Activities —
- A) List the four recruitment sites named as section headings in the passage on study recruitment and ethics approval, giving each heading in full.
- B) According to the passage on study recruitment and ethics approval, during which period were patients at the private medical clinic in Aberdeen recruited?
- C) Continue the passage on study recruitment and ethics approval, picking up after its final sentence.
___ Passage to read
In Canada, research ethics approval was obtained at McMaster University (Hamilton Integrated Research Ethics Board) and the University of British Columbia (Behavioural Research Ethics Board). In the United States, ethics approval was obtained through the IRB Company Incorporated (Buena Park, Calif.). In the United Kingdom, National Health Service permission was obtained, with study sponsorship provided by the Royal Free London NHS Foundation Trust.
The following recruitment strategies were used.
St Joseph’s Healthcare Bariatric Program, Hamilton (Canada)
Patients exploring or seeking bariatric surgery and post-bariatric surgery patients were recruited between November 2013 and July 2014. Data were collected using either a handheld tablet, with data entered directly into a secure web-based application (ie, Research Electronic Data Capture, REDCap23), or a questionnaire booklet. All participants completed the appearance and HRQL scales, and, to ensure some familiarity with clinic staff, only patients who were post-bariatric surgery were asked to complete the experience scales. Participants were also invited to provide an e-mail to participate in 2 additional study components as follows: a test–retest (TRT) survey sent after 1 week; and a 6-month follow-up. Those who agreed to either component were sent an e-mail at the appropriate time, with the URL link to access the survey via REDCap. Up to 2 e-mailed reminders, spaced by 2 weeks, were sent to nonrespondents. The 6-month follow-up group also received a phone call reminder.
St George’s University Hospital, London (England)
Patients who had body contouring between February 2004 and May 2014 were sent an information letter and questionnaire booklet composed of the appearance and HRQL scales. The experience scales were excluded due to potential recall bias given the length of time elapsed since surgery for many patients. Nonrespondents were sent up to 2 postal reminders and 1 phone call as necessary. Excluded from the denominator were patients whose questionnaire was returned to sender, patients with a terminal illness, and patients who had deceased.
Cosmetic Surgery Clinics, Hamilton, Vancouver, Mississauga (Canada), and Atlanta (United States)
Patients exploring or seeking body contouring surgery, and patients who had had body contouring, were recruited in clinics in Hamilton, Vancouver, and Atlanta between December 2013 and December 2014. Data were collected using either an iPad directly into REDCap, or using a questionnaire booklet. All participants completed the experience scales and the Body scale plus any appearance scale relevant to their body contouring procedure and/or areas of the body with excess skin (eg, Arms scale for brachioplasty patients and/or patients with excess skin on upper arms). Only patients who previously had bariatric surgery were asked to complete the Physical scale and Symptoms checklist. The remaining HRQL scales were completed by all participants.
The Atlanta and Mississauga clinics also invited former body contouring patients to participate. The Atlanta clinic staff sent an e-mail invitation with URL link to all patients treated in the previous three years. One reminder was sent 1 month later. For the Mississauga clinic, patients who participated in the earlier cognitive interview phase of the study22 were sent an e-mail invitation with URL link. Two reminders were sent spaced by 1 week.
Private Medical Clinic, Aberdeen (Scotland)
Patients attending a weight loss program that included a collagen stimulation treatment (nonsurgical body contouring) were recruited between October 2014 and February 2015. Participants completed the body, abdomen, skin, body image, psychological and social scales. At the end of the survey, participants were invited to provide an e-mail address if they were willing to complete the experience scales (2-week follow-up). Those who complied with this request were invited to complete the initial set of scales again (6-week follow-up). For both follow-ups, 2 e-mail reminders were sent spaced by 1 week.
______
___ Dataset content
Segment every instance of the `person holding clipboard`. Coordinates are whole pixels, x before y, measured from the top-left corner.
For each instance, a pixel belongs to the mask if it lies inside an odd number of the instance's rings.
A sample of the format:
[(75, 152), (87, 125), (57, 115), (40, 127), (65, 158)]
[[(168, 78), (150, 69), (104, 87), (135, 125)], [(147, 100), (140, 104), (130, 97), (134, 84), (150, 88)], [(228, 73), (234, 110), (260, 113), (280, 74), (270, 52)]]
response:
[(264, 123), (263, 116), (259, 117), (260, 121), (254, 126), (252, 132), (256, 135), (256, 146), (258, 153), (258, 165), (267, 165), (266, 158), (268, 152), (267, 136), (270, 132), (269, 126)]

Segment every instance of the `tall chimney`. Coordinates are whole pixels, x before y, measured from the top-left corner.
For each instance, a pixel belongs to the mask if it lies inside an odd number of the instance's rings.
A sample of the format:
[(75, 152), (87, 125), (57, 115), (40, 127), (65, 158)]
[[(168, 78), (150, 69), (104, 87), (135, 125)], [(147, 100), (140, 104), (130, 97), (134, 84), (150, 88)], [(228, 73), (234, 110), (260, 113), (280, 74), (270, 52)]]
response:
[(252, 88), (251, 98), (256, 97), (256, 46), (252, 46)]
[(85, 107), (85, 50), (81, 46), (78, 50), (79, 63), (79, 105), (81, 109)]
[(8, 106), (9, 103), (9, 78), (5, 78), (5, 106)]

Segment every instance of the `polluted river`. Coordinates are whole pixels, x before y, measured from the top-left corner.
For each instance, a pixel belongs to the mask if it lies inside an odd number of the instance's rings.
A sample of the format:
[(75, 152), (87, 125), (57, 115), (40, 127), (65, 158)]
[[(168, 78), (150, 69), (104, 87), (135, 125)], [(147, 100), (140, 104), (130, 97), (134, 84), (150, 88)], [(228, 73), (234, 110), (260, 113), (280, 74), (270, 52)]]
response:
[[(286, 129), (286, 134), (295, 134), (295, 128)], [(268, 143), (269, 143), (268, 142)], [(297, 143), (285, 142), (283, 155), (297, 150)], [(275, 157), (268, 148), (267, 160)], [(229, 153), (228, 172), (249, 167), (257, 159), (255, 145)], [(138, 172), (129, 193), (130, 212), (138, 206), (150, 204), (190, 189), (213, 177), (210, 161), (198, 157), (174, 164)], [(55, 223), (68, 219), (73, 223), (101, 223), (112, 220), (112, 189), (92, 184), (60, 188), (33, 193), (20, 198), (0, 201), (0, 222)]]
______
Per-task outputs —
- A)
St Joseph’s Healthcare Bariatric Program, Hamilton (Canada)
St George’s University Hospital, London (England)
Cosmetic Surgery Clinics, Hamilton, Vancouver, Mississauga (Canada), and Atlanta (United States)
Private Medical Clinic, Aberdeen (Scotland)

- B) Between October 2014 and February 2015.

- C)
We used Rasch Measurement Theory (RMT) analysis24 to identify the subset of items for each scale that represented the best indicators of outcome. Decisions about which items to retain were based on the following set of statistical and graphical tests, explained in more detail elsewhere25:
- Thresholds for item response options: For each scale, we examined thresholds between response options (eg, between very satisfied and somewhat satisfied) to determine if a scale’s response categories scored with successive integer scores increased as intended.
- Item fit statistics: We examined 3 indicators of fit to determine, for each scale, if the items worked together to map out a clinically important construct in the form of a hierarchy: (1) log residuals (item–person interaction); (2) χ2 values (item–trait interaction); and (3) item characteristic curves. Fit residuals should be between −2.5 and +2.5, and χ2 values should be nonsignificant after Bonferroni adjustment. We interpreted fit statistics together and in relation to clinical usefulness.
- Dependency: Residual correlations between pairs of items were inspected to identify any that were 0.30 or higher as high residual correlations can artificially inflate reliability.26
- Targeting: For each scale, we examined person and item locations to determine if items were evenly spread over a reasonable range that matched the range of the construct reported by the sample.
- Stability: Differential item functioning (DIF) was examined to determine if items in a scale worked the same across subgroups within the sample. Subgroups that were examined included age group (<40, 40–49, 50–59, ≥60 years), sex, patient type (weight-loss and body contouring), country (Canada, United States, and United Kingdom), and method of data collection (online and paper). Chi-square values significant after Bonferroni adjustment were used to indicate items with potential DIF.
- Person separation index (PSI): We computed the PSI for each scale. PSI measures error associated with the measurement of people in a sample and is comparable to Cronbach α.27 Higher values indicate greater reliability.
In addition to the RMT analyses, for each scale, we computed Cronbach α27 and, for the Test-retest (TRT) data, interclass correlation coefficients.28 We also examined the proportion of participants with scale level missing data and with scores at the floor and ceiling. For the Symptom checklist, we computed the proportion of participants who chose each response option for the scale’s 10 obesity-related symptoms.
The Rasch logit scores were transformed into 0 (worse) to 100 (best) scores. These scores were used to conduct the following tests of construct validity:
- For each item on the obesity-specific Symptom checklist, mean body mass index (BMI) would be incrementally higher according to frequency of symptoms reported (eg, lowest for never, …, highest for all the time).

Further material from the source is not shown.